/---

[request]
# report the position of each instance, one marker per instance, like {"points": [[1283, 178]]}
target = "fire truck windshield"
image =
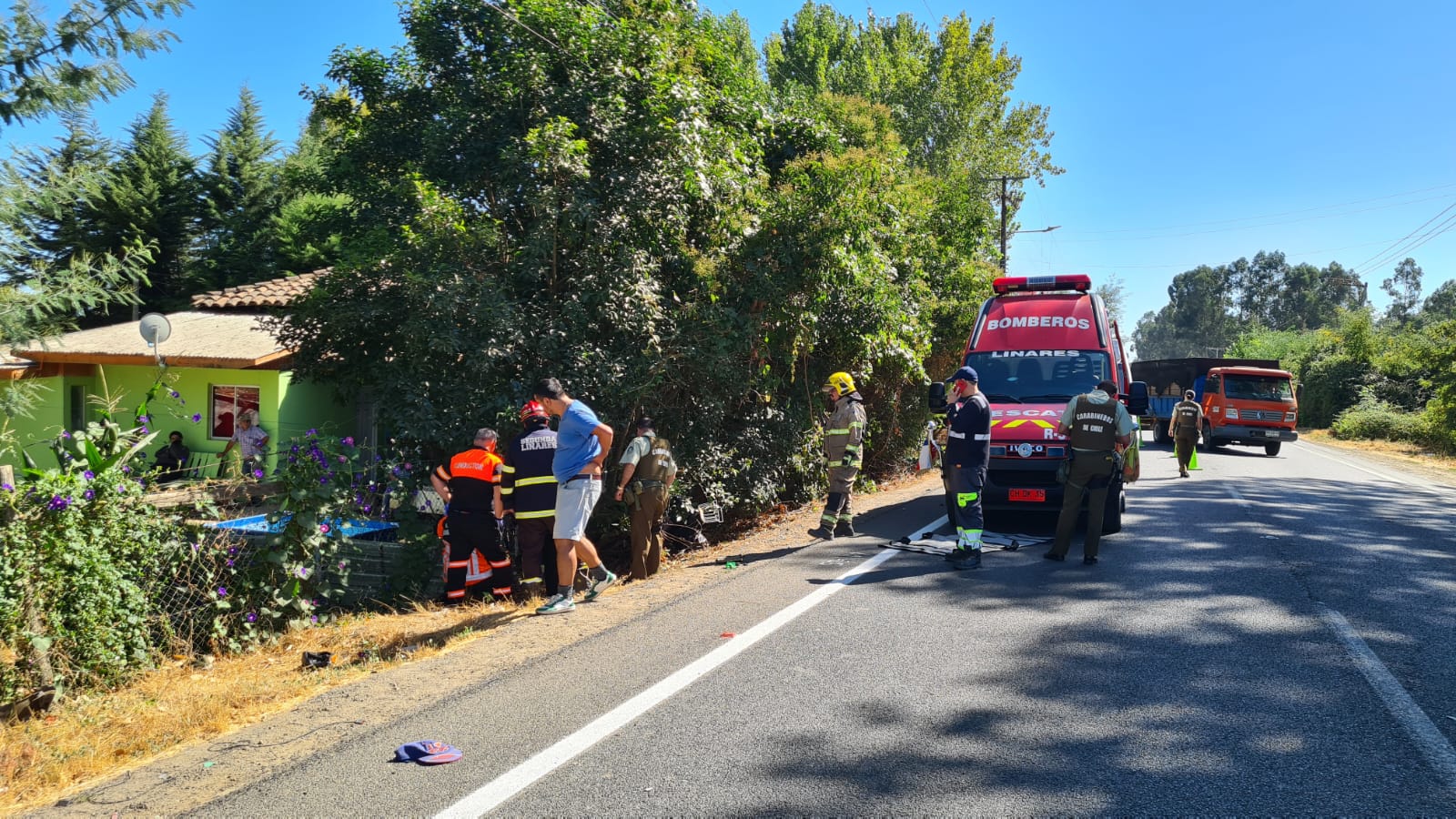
{"points": [[1038, 375]]}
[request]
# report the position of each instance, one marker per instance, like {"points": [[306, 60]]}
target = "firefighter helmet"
{"points": [[533, 410], [844, 382]]}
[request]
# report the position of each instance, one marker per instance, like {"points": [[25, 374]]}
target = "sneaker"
{"points": [[560, 603], [597, 588]]}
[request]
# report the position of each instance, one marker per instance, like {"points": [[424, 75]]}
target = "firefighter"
{"points": [[1184, 428], [529, 496], [968, 453], [470, 484], [1096, 424], [842, 440], [647, 479]]}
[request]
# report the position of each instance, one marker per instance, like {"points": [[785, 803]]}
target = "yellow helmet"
{"points": [[844, 382]]}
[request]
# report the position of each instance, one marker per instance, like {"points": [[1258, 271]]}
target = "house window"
{"points": [[228, 402]]}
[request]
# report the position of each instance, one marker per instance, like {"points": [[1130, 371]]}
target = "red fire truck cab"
{"points": [[1038, 343]]}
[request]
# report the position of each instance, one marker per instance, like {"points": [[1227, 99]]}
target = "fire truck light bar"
{"points": [[1028, 283]]}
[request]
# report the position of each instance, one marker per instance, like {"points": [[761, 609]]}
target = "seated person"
{"points": [[171, 460]]}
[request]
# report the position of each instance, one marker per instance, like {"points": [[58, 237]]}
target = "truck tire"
{"points": [[1113, 511]]}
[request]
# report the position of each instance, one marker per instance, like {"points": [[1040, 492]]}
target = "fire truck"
{"points": [[1037, 344]]}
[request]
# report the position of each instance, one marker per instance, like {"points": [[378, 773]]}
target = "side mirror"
{"points": [[936, 398], [1138, 398]]}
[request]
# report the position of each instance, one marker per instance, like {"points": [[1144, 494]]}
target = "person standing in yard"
{"points": [[529, 493], [1184, 429], [581, 446], [1096, 423], [968, 455], [470, 484], [647, 479], [249, 439], [844, 436]]}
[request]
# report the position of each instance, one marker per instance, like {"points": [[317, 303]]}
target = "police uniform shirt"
{"points": [[968, 443], [528, 484], [472, 477]]}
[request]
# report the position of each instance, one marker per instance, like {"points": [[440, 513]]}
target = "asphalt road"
{"points": [[1271, 636]]}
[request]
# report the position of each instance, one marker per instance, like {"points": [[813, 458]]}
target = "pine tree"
{"points": [[242, 186], [153, 197]]}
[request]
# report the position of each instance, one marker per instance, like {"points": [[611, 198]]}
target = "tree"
{"points": [[153, 197], [242, 188], [1404, 288], [76, 58]]}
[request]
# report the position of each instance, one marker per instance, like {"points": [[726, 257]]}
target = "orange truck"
{"points": [[1245, 401]]}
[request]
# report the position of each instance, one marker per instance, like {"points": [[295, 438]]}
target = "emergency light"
{"points": [[1028, 283]]}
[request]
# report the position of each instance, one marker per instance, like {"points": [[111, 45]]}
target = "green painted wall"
{"points": [[286, 409]]}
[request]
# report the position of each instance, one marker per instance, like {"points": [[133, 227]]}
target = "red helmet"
{"points": [[533, 410]]}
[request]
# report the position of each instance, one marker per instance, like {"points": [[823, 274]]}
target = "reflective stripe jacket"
{"points": [[528, 482], [844, 431]]}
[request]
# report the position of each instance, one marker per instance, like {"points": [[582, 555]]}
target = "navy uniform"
{"points": [[968, 453], [529, 494]]}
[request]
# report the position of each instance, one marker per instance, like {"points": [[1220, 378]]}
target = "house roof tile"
{"points": [[273, 293]]}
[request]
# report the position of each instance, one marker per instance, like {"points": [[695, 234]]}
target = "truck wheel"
{"points": [[1113, 511]]}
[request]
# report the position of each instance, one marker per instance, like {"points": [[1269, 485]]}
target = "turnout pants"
{"points": [[967, 484], [1184, 443], [475, 555], [1091, 475], [538, 550], [647, 531], [837, 508]]}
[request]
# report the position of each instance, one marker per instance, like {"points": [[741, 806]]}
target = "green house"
{"points": [[218, 360]]}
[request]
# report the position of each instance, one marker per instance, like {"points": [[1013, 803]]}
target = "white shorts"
{"points": [[575, 499]]}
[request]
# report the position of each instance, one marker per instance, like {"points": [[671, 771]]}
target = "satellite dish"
{"points": [[155, 329]]}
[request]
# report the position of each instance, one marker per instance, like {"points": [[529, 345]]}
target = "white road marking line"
{"points": [[494, 793], [1423, 732]]}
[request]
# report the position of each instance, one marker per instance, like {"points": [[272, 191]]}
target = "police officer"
{"points": [[470, 486], [1184, 428], [529, 497], [647, 479], [968, 455], [842, 440], [1096, 423]]}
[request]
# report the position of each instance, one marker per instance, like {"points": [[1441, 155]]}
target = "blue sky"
{"points": [[1190, 133]]}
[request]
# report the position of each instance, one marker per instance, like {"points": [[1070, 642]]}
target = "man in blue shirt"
{"points": [[581, 446]]}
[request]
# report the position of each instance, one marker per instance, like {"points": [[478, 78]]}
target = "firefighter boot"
{"points": [[972, 560]]}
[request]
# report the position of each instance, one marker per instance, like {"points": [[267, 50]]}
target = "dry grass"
{"points": [[102, 733], [1397, 450]]}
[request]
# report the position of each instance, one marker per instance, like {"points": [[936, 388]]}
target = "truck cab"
{"points": [[1038, 343], [1249, 407]]}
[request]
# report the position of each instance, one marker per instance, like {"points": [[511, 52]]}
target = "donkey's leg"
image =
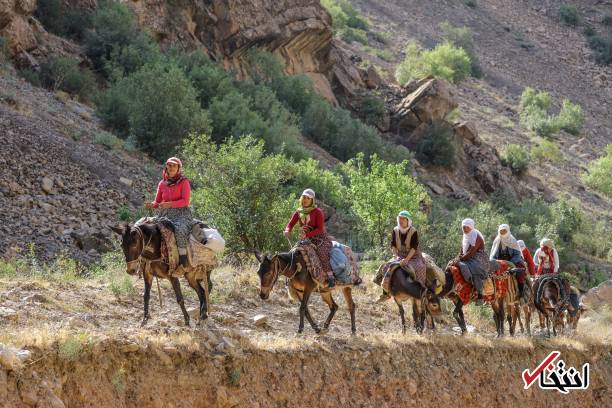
{"points": [[148, 278], [402, 317], [458, 315], [333, 307], [195, 284], [348, 298], [176, 285], [417, 315]]}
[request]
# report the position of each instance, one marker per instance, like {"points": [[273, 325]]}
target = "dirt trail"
{"points": [[88, 350]]}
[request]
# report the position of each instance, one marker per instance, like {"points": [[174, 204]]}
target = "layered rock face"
{"points": [[298, 31]]}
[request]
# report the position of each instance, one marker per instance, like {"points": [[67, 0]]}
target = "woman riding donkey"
{"points": [[312, 221], [406, 253], [472, 260], [506, 248], [172, 198]]}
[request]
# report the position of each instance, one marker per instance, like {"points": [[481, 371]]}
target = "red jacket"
{"points": [[177, 194], [529, 260], [315, 222]]}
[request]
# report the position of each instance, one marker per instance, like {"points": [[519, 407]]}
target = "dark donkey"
{"points": [[142, 246], [402, 288], [301, 284]]}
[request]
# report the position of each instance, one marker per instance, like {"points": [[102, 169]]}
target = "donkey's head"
{"points": [[132, 244]]}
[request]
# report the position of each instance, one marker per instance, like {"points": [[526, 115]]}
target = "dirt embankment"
{"points": [[409, 371], [87, 349]]}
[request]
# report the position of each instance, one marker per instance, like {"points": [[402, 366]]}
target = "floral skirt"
{"points": [[323, 246], [182, 219]]}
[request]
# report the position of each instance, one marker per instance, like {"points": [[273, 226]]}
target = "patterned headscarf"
{"points": [[179, 175]]}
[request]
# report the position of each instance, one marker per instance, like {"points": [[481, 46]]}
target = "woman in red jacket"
{"points": [[312, 221], [172, 198]]}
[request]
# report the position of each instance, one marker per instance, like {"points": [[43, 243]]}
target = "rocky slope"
{"points": [[518, 44], [63, 190]]}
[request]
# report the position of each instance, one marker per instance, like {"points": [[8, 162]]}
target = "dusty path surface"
{"points": [[87, 349]]}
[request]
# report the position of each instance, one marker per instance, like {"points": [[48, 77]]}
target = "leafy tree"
{"points": [[379, 191], [240, 191]]}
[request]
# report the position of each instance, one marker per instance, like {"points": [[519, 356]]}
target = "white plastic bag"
{"points": [[214, 240]]}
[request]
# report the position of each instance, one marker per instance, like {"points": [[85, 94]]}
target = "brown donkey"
{"points": [[142, 249], [301, 284]]}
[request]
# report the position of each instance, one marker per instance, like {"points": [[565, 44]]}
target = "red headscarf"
{"points": [[179, 176]]}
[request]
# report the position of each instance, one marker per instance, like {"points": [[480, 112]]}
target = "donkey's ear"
{"points": [[117, 230]]}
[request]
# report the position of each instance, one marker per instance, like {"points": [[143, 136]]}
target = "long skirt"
{"points": [[323, 245], [182, 219]]}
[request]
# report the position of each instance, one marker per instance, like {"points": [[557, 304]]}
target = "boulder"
{"points": [[428, 100]]}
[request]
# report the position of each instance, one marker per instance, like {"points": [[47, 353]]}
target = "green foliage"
{"points": [[568, 13], [379, 191], [444, 61], [240, 191], [373, 109], [157, 104], [599, 173], [328, 185], [336, 131], [436, 147], [114, 28], [461, 37], [516, 157], [546, 150], [64, 20], [602, 48], [534, 111], [65, 74]]}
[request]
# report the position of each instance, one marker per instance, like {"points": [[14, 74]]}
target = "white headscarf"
{"points": [[505, 241], [469, 239], [399, 227]]}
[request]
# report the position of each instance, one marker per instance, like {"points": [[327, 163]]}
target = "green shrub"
{"points": [[160, 105], [461, 37], [571, 118], [546, 150], [516, 157], [66, 75], [568, 13], [373, 109], [241, 191], [602, 48], [379, 191], [599, 173], [114, 28], [436, 146], [108, 140], [444, 61], [64, 20]]}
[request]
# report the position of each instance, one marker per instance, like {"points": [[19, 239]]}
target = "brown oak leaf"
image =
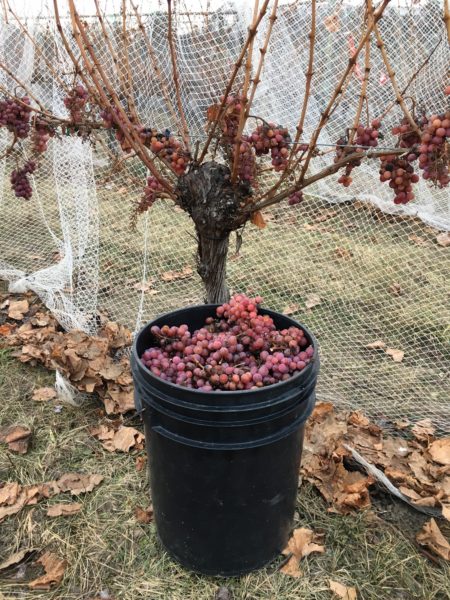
{"points": [[54, 572], [301, 544]]}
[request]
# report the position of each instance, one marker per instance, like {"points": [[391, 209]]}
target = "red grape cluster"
{"points": [[343, 150], [295, 198], [41, 135], [150, 193], [368, 136], [167, 147], [15, 115], [434, 151], [400, 175], [75, 102], [238, 350], [20, 182], [230, 120], [408, 137], [272, 138], [246, 164]]}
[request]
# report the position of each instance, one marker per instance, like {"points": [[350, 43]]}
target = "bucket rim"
{"points": [[300, 375]]}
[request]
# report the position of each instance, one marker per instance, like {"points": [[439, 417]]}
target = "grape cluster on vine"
{"points": [[399, 173], [365, 137], [434, 151], [75, 102], [20, 182], [230, 120], [408, 137], [240, 349], [295, 198], [166, 146], [246, 163], [272, 138], [41, 135], [15, 115]]}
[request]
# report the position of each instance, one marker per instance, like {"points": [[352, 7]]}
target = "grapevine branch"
{"points": [[176, 81], [129, 131], [391, 75], [250, 36], [299, 129], [116, 64], [412, 78], [263, 52], [329, 170], [377, 14], [156, 68], [244, 100], [363, 95]]}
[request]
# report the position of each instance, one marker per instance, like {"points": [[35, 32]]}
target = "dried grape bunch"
{"points": [[75, 102], [239, 349], [15, 115]]}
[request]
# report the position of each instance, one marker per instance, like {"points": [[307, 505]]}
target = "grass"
{"points": [[107, 549]]}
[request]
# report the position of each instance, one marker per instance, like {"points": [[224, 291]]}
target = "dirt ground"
{"points": [[110, 554]]}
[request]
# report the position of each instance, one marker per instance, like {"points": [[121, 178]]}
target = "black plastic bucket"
{"points": [[223, 465]]}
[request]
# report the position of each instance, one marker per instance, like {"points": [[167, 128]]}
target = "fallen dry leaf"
{"points": [[63, 510], [141, 461], [419, 241], [54, 571], [6, 329], [77, 483], [432, 538], [312, 301], [144, 515], [301, 544], [143, 286], [14, 497], [402, 424], [17, 309], [377, 345], [397, 355], [291, 309], [44, 394], [16, 558], [174, 275], [317, 228], [121, 440], [258, 220], [440, 451], [342, 591], [423, 430], [325, 215], [17, 437], [443, 239], [331, 23], [357, 419]]}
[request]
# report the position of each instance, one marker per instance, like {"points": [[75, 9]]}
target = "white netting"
{"points": [[377, 269]]}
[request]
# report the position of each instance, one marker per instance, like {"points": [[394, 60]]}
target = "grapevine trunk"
{"points": [[213, 202], [212, 265]]}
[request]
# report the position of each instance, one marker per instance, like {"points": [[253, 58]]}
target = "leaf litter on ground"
{"points": [[417, 466]]}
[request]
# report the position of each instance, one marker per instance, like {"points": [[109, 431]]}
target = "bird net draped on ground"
{"points": [[347, 262]]}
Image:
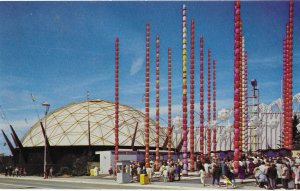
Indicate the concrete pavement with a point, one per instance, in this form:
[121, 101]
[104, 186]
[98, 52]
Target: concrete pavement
[192, 182]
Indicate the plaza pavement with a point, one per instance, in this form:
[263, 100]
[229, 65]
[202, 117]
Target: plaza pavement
[192, 182]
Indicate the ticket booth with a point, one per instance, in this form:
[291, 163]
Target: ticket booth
[123, 172]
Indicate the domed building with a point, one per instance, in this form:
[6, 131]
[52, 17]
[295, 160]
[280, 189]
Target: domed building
[75, 132]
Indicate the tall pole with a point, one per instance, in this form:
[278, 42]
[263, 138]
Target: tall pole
[246, 101]
[89, 127]
[284, 91]
[147, 85]
[192, 89]
[184, 93]
[237, 88]
[214, 106]
[208, 106]
[290, 73]
[242, 95]
[169, 102]
[201, 98]
[116, 104]
[286, 122]
[47, 106]
[157, 106]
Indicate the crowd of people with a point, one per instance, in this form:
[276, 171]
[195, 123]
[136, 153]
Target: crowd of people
[268, 173]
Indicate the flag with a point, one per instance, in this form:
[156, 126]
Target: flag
[32, 97]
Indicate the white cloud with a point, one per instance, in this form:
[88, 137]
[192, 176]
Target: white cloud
[136, 65]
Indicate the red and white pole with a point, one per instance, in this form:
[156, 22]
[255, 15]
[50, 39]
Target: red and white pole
[214, 106]
[157, 106]
[184, 92]
[208, 106]
[169, 102]
[147, 85]
[237, 83]
[116, 103]
[201, 98]
[192, 89]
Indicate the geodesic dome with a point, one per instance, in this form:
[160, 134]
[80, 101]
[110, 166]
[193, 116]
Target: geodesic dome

\---

WHAT THE TASK REQUIRES - Only the lines that contain the word "geodesic" should be copied from the material.

SOLUTION -
Indicate the geodesic dome with a point, one per instance, in this form:
Target: geodesic dome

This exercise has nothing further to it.